REVIEW SUMMARY: Excellent character narratives highlight this political space opera.
BRIEF SYNOPSIS: The depiction of escalating tensions between the ruling families of Earth and the Outer colonies.
PROS: Realistically complex setting, characters and relationships; good world building; individual character stories were interesting.
CONS: The lack of clear antagonists led to an emotional detachment to the story.
BOTTOM LINE: For a space opera steeped in political ideologies, it worked marvelously well to hold my personal interest.
In Paul McAuley’s The Quiet War, 23rd century Earth is an ecological mess and governments have been reformed such that the few ruling families who are in control seek to return Earth to its ecological splendor. Meanwhile, the technology-loving Outer colonies — descendants of those who fled the totalitarian regimes of Earth for other planets and moons — uphold the concepts of democracy and concern themselves with advancing the human race, their eyes ultimately on posthumanism. Simplistically speaking, these are the ideological lines drawn that lead to escalating tensions, but it’s not really that clear-cut; proponents for peace exist on both sides as well.
Moving around in this politically fluid background are the main characters of the novel. Macy Minnot is a bio-engineer initially assigned to a political PR project on Callisto, one of Jupiter moons. The project is meant to ease tensions between Earth and the Outers, but that goal is quickly smashed when one of the scientists dies on the trip and other suspicious events occur that, eventually, force Macy to defect to the Outers. This is partly due to the selfish maneuvers of Loc Ifrahim, an unseasoned diplomat. Professor Doctor Sri Hong-Owen, meanwhile, working in the employ of one of Earth’s powerful families, is conflicted between the family’s desire for war and her own growing realization that peace may be the answer — not that that stops her from nurturing an army of clone soldiers on Earth’s moon, one of whom, Dave #8, becomes a spy on the Outer worlds. Sri idolizes the legendary gene wizard Avernus, an enigmatic recluse whose work made possible the expansion of humans in space.
Taken together, this realistically complex setting and interesting cast of characters and situations is wonderfully alluring. And just when you think you have the complete picture, new facets unfold. It helps, too, that the author liberally sprinkles in awe-inspiring technologies and vistas. For those looking to read between the lines, there are enough real-world parallels to satisfy. Yet for all this complexity, I must confess an emotional detachment to the novel.
On the one hand, the characters and their situations were engrossing. I was interested to see where they were headed and how they would resolve their inner conflicts. Also, at a high level, the novel beautifully handles with intricate world building, cool technology, real-world parallels and politics. Yes, this last one is a plus. Much to McAuley’s credit, his handling of politics does not kill the story for me as it has in other sf novels.
On the other hand, because of the enormous (and again, realistic) gray areas of ideologies, it was difficult to pick out a clear antagonist. Which side was right? Who should I be rooting for? Those blurry lines led to an emotional detachment that lingered just beyond the individual narratives of the characters. So it was difficult to care for, say, Macy when she was being consistently controlled by one faction or another.
So while the novel worked for me when I concentrated on the individual narratives, it worked less so when I considered the overall picture showing the conflict between Earth and the Outers. That said, for a space opera steeped in political ideologies, it worked marvelously well to hold my personal interest.

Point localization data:
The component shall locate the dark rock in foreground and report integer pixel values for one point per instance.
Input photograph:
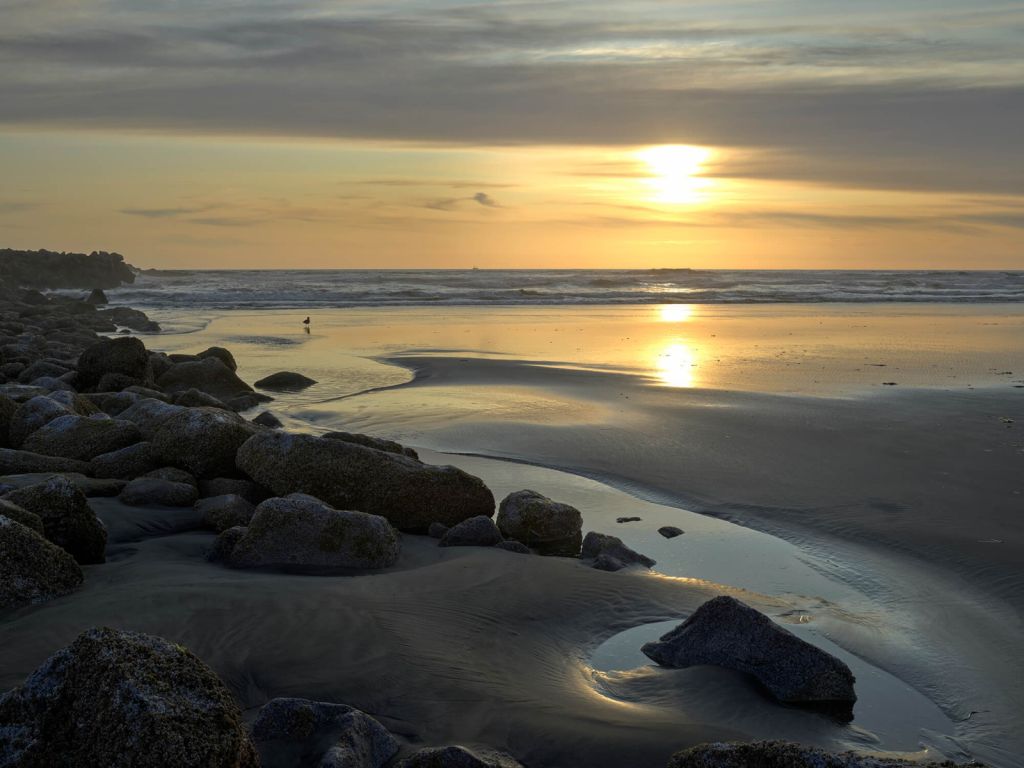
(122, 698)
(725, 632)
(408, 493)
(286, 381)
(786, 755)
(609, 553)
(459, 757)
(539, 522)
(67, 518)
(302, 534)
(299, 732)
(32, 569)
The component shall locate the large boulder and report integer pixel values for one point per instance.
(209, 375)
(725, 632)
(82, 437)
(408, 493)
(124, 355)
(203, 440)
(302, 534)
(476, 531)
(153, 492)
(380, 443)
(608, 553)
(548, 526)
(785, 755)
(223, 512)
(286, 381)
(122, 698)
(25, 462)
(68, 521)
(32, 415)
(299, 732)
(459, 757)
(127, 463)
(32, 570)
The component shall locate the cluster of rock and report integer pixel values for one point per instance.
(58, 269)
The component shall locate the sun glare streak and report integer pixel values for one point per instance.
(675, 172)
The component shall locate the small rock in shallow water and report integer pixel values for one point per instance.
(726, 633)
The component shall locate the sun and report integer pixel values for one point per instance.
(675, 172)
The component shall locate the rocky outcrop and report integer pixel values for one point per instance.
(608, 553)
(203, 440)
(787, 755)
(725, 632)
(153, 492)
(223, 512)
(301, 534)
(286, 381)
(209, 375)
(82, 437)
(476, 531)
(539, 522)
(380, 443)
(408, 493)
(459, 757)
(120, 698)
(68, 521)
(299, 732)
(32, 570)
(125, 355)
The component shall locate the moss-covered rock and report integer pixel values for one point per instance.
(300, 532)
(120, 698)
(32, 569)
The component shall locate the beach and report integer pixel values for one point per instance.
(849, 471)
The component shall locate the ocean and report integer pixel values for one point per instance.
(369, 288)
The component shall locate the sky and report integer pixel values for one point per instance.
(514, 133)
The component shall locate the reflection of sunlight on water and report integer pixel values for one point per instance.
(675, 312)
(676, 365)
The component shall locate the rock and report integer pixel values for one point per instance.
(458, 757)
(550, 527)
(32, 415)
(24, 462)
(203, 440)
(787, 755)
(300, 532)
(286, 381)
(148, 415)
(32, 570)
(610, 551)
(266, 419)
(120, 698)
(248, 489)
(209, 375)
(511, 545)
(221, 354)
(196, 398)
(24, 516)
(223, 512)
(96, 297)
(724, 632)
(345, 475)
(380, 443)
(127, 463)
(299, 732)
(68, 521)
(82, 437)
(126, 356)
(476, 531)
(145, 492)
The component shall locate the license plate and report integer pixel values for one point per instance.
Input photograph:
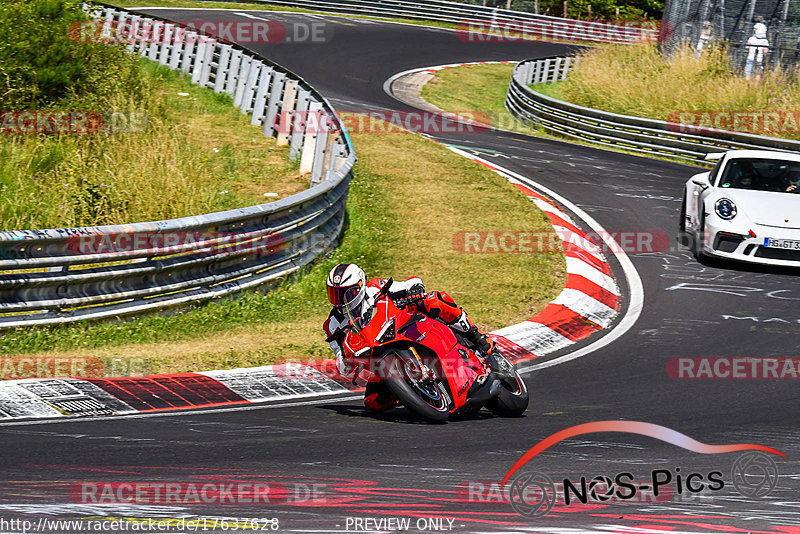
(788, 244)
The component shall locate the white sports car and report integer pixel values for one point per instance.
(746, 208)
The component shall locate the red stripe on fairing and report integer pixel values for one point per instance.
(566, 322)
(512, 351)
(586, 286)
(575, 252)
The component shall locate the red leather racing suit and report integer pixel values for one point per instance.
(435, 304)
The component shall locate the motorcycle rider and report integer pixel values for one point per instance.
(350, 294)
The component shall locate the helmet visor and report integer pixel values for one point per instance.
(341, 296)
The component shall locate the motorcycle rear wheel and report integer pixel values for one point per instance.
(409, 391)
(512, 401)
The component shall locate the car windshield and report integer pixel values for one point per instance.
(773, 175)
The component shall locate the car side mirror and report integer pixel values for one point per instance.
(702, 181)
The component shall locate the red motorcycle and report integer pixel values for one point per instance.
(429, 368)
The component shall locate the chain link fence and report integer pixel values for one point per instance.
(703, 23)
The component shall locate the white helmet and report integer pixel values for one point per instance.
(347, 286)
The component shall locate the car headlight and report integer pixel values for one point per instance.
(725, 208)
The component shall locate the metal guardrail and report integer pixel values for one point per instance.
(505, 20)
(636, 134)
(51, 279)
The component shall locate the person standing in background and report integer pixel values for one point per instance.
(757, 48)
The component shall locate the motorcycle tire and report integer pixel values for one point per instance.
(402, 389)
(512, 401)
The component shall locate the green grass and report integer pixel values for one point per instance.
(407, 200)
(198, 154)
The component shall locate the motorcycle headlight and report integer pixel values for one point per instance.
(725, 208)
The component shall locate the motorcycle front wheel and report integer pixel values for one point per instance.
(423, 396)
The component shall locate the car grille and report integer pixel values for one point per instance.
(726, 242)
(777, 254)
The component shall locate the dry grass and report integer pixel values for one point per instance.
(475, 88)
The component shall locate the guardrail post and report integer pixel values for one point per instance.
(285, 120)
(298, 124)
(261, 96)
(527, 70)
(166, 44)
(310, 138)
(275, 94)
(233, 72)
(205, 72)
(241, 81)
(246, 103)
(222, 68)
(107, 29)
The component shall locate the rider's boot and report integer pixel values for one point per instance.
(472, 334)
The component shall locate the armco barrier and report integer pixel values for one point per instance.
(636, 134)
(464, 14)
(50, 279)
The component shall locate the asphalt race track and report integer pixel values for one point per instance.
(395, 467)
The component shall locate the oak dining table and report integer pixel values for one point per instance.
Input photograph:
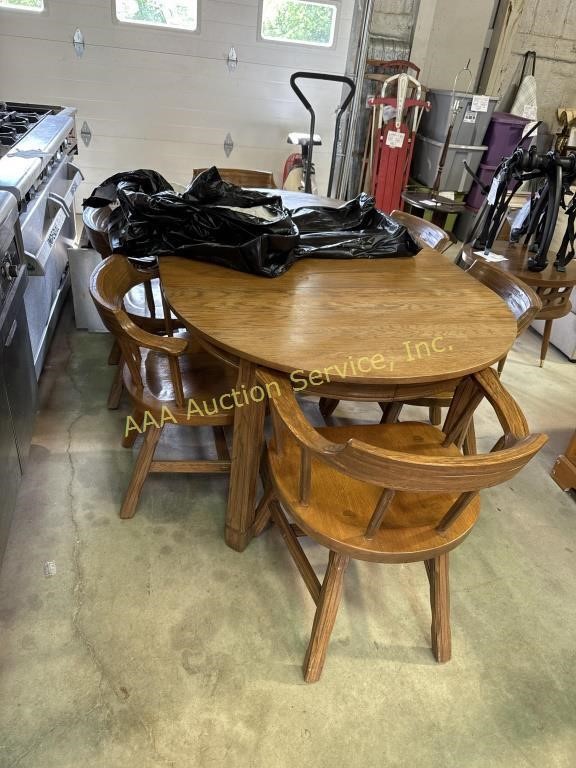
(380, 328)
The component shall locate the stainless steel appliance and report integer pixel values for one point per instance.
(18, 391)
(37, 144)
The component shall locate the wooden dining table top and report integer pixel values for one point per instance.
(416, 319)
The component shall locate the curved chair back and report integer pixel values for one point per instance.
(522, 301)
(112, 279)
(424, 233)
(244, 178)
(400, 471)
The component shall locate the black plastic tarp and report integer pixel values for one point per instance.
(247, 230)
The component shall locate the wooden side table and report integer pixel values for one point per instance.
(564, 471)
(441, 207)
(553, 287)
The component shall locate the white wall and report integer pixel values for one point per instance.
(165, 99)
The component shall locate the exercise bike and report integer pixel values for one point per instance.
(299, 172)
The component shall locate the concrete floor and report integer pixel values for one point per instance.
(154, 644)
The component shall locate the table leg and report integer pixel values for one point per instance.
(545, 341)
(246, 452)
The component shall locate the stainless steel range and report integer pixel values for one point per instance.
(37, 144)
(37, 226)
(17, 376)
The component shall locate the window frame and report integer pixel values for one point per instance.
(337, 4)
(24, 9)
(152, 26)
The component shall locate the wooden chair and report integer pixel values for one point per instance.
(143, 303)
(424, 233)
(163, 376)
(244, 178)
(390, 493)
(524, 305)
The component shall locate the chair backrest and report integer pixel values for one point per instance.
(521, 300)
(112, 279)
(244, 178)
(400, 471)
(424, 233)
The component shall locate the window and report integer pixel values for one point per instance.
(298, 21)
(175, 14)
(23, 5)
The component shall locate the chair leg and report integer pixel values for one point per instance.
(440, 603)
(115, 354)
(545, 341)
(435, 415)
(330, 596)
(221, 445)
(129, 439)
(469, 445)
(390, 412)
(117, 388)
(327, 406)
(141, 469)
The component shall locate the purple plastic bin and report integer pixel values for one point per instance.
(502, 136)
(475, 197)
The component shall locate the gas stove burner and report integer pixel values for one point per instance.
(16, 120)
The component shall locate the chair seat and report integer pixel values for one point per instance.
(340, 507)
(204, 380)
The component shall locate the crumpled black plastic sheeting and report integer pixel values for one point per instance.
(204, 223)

Requirement:
Rewrite the review between "BOTTOM LINE: For" and "sides as well.", inclusive, replacing "ecological" with "environmental". The entries have nothing to do with the review.

Written reply:
BOTTOM LINE: For a space opera steeped in political ideologies, it worked marvelously well to hold my personal interest.
In Paul McAuley’s The Quiet War, 23rd century Earth is an environmental mess and governments have been reformed such that the few ruling families who are in control seek to return Earth to its environmental splendor. Meanwhile, the technology-loving Outer colonies — descendants of those who fled the totalitarian regimes of Earth for other planets and moons — uphold the concepts of democracy and concern themselves with advancing the human race, their eyes ultimately on posthumanism. Simplistically speaking, these are the ideological lines drawn that lead to escalating tensions, but it’s not really that clear-cut; proponents for peace exist on both sides as well.